[Excerpts of pointing data]
● ● ● ●
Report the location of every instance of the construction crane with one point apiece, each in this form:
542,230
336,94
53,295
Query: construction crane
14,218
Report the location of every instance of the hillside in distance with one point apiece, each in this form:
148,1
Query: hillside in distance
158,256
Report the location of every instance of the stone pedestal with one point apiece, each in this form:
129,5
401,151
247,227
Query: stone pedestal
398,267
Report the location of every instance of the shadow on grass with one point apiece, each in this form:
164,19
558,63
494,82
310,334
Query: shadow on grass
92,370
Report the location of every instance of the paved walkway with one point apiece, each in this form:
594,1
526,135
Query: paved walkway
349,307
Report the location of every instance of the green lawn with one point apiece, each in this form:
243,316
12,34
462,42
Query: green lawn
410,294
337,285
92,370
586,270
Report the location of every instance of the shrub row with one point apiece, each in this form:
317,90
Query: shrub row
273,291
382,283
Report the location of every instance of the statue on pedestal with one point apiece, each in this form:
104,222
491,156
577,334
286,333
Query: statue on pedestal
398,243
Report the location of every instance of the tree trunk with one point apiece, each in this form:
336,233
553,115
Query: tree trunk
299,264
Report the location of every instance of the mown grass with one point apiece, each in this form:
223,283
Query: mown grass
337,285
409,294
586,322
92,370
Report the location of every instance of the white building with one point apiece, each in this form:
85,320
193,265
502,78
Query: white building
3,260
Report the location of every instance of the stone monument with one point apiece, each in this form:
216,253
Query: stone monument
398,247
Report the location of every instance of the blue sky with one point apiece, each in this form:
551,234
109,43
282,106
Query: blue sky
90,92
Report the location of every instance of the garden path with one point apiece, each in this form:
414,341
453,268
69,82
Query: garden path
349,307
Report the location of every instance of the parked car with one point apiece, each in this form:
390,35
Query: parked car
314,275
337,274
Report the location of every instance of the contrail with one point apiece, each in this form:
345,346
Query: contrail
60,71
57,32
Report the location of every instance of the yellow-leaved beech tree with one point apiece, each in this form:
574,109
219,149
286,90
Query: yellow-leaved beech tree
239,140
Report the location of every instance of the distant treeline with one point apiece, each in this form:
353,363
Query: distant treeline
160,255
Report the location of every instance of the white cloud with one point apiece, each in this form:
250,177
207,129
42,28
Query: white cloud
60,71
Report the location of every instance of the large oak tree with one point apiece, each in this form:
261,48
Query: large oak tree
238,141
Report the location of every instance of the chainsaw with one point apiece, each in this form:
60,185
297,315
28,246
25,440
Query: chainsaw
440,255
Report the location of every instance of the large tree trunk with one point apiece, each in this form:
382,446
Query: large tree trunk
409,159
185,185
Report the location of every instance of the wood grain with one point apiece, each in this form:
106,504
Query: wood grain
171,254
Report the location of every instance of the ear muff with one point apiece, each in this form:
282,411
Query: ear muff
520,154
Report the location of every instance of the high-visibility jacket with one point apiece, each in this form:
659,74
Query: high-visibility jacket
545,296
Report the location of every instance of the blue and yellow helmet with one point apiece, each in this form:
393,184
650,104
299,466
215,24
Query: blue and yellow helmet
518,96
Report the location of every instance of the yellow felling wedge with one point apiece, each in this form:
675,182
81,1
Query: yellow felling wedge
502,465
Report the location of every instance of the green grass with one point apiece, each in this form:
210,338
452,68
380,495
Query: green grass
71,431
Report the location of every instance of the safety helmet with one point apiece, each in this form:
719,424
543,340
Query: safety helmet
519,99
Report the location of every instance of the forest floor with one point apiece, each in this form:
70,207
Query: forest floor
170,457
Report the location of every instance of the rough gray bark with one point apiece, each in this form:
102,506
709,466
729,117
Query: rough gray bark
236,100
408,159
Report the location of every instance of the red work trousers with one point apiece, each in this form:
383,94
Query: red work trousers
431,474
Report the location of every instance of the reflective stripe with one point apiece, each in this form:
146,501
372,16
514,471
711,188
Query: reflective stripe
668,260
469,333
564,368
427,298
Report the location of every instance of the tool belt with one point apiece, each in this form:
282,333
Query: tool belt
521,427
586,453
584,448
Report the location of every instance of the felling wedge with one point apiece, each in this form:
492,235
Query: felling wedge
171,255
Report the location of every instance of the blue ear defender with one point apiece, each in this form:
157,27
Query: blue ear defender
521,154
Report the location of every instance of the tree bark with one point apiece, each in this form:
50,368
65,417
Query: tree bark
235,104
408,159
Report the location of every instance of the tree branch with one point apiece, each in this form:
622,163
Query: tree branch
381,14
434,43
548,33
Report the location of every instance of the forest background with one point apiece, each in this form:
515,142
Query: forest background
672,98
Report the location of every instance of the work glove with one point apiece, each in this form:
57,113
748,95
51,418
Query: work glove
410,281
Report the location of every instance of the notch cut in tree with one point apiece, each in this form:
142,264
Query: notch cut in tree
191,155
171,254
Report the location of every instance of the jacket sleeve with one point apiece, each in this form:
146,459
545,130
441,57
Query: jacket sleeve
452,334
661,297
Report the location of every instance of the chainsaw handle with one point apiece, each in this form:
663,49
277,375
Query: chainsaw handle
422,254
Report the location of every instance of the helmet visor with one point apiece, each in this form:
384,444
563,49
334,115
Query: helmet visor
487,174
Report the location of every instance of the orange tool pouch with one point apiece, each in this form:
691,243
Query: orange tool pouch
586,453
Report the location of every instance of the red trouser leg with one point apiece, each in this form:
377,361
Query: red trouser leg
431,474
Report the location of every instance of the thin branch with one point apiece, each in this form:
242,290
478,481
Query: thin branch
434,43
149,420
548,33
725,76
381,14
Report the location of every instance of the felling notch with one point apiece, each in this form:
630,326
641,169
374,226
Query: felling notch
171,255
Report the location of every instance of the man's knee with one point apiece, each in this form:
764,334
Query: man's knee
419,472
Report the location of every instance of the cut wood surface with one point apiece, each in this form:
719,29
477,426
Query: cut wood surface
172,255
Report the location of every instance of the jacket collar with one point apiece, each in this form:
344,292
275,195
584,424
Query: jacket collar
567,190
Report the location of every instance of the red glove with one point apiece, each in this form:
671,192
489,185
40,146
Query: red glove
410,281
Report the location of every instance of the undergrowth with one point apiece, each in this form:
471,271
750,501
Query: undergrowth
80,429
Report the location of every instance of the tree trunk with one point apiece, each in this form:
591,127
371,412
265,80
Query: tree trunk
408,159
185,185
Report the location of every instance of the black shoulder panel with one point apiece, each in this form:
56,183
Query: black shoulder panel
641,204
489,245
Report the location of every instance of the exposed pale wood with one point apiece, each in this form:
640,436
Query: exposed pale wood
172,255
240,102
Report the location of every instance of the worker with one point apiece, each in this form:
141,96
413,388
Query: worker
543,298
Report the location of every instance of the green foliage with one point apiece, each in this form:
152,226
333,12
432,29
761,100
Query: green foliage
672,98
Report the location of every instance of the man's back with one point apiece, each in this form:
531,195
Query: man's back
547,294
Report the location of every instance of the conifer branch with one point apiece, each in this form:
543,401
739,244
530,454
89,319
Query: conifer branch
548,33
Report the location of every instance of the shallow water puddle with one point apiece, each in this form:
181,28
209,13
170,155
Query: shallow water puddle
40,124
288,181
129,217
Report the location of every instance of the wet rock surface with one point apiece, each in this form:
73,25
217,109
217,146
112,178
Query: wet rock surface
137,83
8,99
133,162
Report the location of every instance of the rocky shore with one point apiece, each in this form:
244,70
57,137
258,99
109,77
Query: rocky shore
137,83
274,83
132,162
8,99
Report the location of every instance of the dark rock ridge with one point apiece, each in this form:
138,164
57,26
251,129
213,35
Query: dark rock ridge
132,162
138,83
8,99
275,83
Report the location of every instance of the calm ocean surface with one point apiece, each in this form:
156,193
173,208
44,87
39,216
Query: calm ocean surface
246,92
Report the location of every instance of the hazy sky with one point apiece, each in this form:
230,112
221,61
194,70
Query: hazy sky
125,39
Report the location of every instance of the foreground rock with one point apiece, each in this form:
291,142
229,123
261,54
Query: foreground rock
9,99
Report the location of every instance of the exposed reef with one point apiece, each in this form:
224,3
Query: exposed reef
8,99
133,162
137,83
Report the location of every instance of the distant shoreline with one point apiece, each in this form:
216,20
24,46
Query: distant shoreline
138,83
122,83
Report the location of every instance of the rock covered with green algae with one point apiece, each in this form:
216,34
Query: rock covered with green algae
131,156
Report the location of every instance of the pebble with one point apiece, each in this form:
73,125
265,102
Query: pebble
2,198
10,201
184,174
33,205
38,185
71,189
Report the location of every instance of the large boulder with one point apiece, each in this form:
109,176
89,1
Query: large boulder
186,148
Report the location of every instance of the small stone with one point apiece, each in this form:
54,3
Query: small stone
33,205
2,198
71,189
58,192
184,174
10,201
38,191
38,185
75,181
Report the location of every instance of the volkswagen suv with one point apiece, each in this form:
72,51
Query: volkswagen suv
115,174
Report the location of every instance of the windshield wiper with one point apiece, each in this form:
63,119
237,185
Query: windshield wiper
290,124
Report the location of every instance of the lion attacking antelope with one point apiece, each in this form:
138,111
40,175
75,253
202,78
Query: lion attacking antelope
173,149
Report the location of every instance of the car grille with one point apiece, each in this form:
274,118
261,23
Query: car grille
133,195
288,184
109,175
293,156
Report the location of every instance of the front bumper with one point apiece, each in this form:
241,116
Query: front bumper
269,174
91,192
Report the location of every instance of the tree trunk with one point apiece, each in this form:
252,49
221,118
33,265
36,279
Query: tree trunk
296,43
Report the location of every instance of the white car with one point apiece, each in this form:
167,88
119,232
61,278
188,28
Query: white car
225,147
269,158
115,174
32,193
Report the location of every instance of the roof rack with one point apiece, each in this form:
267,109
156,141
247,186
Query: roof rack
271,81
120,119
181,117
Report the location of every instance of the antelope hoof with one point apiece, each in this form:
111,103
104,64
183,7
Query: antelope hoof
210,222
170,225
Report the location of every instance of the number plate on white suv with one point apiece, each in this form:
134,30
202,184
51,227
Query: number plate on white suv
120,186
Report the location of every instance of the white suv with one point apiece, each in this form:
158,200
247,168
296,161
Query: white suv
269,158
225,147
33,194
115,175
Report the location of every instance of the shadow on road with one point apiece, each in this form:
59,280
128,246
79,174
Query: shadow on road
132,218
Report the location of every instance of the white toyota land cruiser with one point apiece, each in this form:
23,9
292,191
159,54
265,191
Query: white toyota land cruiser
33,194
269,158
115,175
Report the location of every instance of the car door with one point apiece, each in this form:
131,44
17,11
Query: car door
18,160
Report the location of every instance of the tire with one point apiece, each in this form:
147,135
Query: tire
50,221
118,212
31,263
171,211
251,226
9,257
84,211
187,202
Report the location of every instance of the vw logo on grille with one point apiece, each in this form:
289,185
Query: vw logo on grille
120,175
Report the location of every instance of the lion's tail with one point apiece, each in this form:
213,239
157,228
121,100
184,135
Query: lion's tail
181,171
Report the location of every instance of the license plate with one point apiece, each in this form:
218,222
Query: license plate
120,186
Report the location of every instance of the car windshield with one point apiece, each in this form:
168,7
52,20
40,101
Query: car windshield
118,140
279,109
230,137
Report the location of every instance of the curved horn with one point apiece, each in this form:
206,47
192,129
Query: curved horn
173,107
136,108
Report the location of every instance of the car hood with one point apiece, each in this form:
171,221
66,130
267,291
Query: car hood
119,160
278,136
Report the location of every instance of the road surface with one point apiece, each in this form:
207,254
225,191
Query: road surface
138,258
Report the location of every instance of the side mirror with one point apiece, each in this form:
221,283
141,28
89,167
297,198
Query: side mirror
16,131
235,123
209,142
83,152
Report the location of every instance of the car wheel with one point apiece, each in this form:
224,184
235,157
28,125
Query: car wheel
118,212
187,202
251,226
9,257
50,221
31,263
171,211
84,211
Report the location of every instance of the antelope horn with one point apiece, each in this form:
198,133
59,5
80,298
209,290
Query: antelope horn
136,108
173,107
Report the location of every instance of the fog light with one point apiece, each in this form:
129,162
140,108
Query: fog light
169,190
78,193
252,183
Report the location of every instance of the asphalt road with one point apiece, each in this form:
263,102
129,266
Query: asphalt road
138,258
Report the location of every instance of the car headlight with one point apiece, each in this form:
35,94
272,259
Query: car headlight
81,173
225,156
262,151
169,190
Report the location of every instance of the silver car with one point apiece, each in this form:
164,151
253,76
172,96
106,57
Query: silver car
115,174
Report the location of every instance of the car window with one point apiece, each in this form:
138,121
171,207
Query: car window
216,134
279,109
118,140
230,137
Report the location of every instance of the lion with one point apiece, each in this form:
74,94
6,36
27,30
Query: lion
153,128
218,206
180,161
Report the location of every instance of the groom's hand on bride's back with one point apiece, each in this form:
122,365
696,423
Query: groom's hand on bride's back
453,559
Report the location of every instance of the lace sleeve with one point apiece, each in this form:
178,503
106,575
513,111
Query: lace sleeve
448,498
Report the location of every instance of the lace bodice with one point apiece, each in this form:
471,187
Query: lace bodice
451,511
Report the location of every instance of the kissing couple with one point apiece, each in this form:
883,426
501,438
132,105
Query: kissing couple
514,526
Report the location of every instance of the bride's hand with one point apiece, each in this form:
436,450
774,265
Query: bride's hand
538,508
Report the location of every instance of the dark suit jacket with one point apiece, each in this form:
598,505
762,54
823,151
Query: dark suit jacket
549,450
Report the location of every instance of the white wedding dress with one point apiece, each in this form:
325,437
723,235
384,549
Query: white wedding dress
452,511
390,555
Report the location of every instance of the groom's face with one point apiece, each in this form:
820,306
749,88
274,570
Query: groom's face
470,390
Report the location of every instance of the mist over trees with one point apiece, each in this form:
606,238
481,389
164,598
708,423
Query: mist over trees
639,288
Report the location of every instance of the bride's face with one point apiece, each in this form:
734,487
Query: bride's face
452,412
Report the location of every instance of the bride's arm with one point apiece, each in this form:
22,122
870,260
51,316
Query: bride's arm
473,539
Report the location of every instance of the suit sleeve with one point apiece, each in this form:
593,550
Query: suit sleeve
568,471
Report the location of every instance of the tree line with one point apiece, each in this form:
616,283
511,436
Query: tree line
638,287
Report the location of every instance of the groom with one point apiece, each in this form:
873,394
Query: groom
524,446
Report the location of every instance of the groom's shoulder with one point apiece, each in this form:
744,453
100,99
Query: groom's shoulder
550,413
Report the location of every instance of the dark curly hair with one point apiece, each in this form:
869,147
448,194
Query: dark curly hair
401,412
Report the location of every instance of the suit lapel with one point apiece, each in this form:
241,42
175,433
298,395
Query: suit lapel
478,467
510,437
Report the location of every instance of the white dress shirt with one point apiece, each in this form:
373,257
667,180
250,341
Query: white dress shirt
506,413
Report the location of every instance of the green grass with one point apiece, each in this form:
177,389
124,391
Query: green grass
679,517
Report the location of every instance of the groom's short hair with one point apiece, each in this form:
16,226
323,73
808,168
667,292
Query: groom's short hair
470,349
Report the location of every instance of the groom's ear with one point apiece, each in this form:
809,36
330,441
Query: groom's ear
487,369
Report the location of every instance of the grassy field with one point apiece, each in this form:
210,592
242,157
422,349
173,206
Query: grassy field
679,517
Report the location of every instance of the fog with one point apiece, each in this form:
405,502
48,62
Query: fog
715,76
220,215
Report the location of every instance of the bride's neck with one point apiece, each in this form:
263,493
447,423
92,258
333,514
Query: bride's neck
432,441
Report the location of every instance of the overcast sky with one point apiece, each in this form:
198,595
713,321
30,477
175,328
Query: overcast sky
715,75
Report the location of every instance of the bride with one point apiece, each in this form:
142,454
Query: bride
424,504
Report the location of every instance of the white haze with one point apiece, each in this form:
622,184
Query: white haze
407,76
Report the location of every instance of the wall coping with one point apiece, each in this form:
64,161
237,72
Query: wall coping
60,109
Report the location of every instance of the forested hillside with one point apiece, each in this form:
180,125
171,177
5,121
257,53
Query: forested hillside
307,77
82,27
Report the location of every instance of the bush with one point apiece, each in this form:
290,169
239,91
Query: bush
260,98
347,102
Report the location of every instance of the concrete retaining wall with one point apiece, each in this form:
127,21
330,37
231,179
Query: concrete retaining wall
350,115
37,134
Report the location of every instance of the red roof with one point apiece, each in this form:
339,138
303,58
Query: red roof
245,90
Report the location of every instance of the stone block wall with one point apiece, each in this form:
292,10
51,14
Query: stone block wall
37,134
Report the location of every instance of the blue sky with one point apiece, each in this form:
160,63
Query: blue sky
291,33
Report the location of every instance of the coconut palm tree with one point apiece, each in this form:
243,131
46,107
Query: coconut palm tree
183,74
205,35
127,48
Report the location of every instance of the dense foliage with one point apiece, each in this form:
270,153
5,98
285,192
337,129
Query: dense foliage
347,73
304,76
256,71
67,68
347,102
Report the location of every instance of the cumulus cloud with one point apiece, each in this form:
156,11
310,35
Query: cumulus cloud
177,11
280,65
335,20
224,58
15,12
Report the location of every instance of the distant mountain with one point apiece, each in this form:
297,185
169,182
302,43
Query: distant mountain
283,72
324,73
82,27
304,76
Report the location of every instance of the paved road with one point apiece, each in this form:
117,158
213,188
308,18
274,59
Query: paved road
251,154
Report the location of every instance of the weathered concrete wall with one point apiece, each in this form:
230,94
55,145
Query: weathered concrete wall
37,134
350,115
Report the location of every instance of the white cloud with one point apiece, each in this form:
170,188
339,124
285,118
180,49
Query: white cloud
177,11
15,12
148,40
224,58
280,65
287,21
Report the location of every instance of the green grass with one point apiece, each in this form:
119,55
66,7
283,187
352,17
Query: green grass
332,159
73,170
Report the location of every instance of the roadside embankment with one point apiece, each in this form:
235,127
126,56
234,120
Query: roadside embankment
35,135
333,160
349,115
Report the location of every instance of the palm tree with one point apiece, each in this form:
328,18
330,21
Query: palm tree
● ● ● ●
TASK DETAILS
Copy, character for character, the lines from the line that holds "Report the location of every instance of the weathered" through the final line of the records above.

ANSWER TO THIS PROBLEM
Report the location of every instance of the weathered concrete wall with one point apiece, each in this form:
230,94
55,145
Query: weathered concrete wall
37,134
350,115
Report the location of every instance of the white cloud with one point apiece, each in this form:
170,188
339,124
285,118
180,49
Query: white cloud
177,11
15,12
148,40
224,58
280,65
287,21
Report the location of every instance of the green grass with one point apiece, each in this form:
119,55
66,7
283,187
352,17
Query: green grass
332,159
73,170
Report the location of every instance of the roadside embankment with one point apiece, each in this form:
235,127
126,56
234,120
Query: roadside embankment
35,135
333,160
349,115
Report the location of every instance of the palm tree with one point apiece, each in this form:
328,18
330,21
Query: palm tree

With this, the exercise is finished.